Текст для чтения ->
»»
Суд начался в семь вечера, а закончился в шесть утра, и обвиняемый был приговорен к смерти. Без сомнения, были доказаны все зверские преступления, которые совершил этот человек, потому что туда собрали всех оставшихся в живых и родственников убитых. Всю ночь они шли и шли. Целый парад женщин в черном прошел перед нами, казалось, все было хорошо подготовлено, но на самом деле никакого сценария не было. И все это было страшно. Страшно, что такое могло происходить с человеческим существом. На меня та ночь про­извела ошеломляющее впечатление, я сидел не шелохнув­шись, не пропустил ни слова. Когда зачитывали смертный приговор, я находился напротив Бланко вместе с фотографа­ми. На лице у него не дрогнул ни один мускул. Он стоя выслушал приговор, и лишь в тот момент, когда сказали «к смерти», у него чуть задрожали колени.

Для меня это было как озарение... Я подумал; «Вот она, книга, которую я ищу, вот он, диктатор, и его судят». Но когда, немного поостыв, начал анализировать, я подумал: нет, так нельзя, потому что, если герой будет говорить от первого лица, чтобы мы узнали его точку зрения, в таком случая я как писатель буду связан языком персонажа. Я оказывался в сми­рительной рубашке — не мог пользоваться своим языком. Тогда я совершенно отбросил эту идею и начал поиски с другого конца. И вот каким методом я пользовался: много лет, десять—двенадцать, читал все, что было написано о латино­американских диктаторах, — свидетельства, письма, биогра­фии, репортажи. А затем, прочитав все, что мог найти, поста­рался это забыть. Потом на основе того, что знал, я сочинил все заново, стараясь не брать ни одного реального случая, пользуясь, скажем так, набором правил, составляющих меха­низм диктатуры; таким образом, я придумывал все наново так, чтобы не получился ни один из реально существовавших дик­таторов и в то же время выдуманный походил на всех.
««
Предоставленные материалы ->
»»
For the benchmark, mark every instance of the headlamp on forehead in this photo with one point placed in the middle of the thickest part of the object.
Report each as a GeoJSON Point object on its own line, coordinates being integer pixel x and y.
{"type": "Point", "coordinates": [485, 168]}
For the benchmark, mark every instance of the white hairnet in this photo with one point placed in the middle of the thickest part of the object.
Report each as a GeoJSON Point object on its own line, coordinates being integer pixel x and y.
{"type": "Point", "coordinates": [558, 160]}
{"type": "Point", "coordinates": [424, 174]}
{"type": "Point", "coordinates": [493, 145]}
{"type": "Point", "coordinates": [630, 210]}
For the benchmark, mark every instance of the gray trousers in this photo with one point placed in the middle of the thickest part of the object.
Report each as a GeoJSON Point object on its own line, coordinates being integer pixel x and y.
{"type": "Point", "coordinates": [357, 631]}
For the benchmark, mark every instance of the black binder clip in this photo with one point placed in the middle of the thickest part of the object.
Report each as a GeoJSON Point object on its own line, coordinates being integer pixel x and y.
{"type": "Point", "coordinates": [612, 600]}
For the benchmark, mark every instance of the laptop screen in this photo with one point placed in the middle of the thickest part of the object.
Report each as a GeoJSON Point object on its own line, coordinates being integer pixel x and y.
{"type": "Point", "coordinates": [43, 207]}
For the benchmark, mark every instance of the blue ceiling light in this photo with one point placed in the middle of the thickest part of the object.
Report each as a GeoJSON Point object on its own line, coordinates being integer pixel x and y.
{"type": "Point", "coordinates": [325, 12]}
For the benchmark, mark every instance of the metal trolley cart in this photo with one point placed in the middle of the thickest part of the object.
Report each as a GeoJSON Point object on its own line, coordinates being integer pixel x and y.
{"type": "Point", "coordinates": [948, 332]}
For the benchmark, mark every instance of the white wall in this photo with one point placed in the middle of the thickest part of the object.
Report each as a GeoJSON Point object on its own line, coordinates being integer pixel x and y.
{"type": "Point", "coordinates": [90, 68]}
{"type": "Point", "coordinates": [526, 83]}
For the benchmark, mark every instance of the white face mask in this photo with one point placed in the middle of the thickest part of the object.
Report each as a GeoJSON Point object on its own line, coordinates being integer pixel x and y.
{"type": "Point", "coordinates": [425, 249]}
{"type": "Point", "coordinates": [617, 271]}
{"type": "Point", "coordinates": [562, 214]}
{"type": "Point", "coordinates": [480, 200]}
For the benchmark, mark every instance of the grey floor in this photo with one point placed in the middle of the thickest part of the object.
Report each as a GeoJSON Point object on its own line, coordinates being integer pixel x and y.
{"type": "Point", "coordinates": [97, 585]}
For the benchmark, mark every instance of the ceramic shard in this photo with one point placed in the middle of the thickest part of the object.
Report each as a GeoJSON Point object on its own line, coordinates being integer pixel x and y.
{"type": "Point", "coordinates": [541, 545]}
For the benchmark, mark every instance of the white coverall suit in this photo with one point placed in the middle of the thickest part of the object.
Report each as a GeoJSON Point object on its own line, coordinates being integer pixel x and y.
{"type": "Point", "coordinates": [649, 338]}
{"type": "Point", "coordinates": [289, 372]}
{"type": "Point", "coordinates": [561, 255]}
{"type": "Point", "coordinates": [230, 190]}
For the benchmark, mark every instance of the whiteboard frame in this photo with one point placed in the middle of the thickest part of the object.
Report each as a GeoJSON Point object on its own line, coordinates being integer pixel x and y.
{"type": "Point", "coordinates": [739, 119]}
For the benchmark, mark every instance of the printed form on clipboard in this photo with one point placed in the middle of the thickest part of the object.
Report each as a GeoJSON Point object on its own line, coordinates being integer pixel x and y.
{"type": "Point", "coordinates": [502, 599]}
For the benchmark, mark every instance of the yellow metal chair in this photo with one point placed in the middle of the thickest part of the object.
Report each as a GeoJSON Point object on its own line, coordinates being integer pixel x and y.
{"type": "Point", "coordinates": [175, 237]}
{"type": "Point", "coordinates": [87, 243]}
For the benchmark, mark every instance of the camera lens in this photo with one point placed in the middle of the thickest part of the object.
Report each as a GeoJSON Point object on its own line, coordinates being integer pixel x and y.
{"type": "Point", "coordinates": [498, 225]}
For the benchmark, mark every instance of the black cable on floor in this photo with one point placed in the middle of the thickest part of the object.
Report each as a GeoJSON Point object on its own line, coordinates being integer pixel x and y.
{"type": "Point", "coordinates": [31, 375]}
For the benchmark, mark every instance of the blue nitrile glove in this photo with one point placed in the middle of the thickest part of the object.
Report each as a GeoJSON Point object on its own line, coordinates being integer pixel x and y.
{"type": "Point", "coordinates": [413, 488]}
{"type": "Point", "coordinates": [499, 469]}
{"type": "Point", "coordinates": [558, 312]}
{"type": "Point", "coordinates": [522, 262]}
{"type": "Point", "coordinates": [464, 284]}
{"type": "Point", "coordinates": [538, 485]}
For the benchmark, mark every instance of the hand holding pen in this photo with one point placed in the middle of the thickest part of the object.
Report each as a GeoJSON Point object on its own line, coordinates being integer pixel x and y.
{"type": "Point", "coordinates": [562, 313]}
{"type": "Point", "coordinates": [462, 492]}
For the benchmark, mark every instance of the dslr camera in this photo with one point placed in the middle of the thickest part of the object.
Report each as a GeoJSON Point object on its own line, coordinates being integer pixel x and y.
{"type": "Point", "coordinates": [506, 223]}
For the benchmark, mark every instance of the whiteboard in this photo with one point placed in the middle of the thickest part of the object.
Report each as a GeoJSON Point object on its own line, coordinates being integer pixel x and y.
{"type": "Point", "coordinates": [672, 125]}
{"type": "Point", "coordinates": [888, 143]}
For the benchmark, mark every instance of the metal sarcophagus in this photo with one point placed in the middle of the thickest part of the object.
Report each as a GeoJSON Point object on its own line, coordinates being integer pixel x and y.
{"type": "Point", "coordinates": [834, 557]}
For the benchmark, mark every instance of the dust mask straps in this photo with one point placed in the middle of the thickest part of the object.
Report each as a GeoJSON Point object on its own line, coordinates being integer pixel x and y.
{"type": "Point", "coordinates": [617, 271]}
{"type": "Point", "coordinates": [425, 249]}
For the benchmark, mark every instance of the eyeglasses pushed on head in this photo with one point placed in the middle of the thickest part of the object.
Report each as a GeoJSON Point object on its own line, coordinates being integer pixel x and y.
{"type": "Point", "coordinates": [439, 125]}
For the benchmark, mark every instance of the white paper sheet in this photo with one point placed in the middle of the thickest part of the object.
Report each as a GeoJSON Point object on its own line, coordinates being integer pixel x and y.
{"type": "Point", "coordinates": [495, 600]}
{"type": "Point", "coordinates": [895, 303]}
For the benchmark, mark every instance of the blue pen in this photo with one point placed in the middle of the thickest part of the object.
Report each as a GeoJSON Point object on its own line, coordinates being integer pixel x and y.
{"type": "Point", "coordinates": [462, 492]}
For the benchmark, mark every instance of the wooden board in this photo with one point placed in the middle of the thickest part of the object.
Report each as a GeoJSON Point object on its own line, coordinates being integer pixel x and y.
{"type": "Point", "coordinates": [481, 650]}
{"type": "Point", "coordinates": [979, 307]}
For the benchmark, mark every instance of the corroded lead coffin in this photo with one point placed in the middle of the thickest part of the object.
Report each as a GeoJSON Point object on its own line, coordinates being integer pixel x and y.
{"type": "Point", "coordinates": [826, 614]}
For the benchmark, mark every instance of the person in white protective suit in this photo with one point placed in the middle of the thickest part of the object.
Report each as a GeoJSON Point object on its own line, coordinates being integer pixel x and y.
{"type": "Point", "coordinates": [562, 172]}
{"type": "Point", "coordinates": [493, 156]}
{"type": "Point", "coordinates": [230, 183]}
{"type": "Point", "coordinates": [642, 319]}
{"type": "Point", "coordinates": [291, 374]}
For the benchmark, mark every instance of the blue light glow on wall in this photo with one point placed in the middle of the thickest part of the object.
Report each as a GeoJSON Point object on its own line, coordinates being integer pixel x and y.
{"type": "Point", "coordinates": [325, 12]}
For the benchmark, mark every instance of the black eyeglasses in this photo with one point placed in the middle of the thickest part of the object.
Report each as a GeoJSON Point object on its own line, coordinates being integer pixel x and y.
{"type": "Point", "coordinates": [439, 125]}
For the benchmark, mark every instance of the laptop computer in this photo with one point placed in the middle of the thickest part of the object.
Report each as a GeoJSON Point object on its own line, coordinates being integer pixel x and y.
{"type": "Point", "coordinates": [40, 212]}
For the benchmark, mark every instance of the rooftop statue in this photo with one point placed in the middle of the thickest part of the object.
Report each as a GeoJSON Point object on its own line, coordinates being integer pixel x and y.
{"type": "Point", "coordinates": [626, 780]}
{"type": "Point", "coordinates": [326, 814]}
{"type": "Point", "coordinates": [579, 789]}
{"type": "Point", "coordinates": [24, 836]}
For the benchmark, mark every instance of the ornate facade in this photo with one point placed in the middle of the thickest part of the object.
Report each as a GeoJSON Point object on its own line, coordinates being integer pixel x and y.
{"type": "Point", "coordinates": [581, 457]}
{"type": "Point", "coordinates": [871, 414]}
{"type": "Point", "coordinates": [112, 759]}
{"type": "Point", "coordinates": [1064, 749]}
««
Задание ->
Укажите, в котором часу начался и в котором закончился суд, описанный в тексте для чтения. Записи здесь никакой роли не играют.

Решение задания ->
Суд начался в семь вечера и закончился в шесть утра.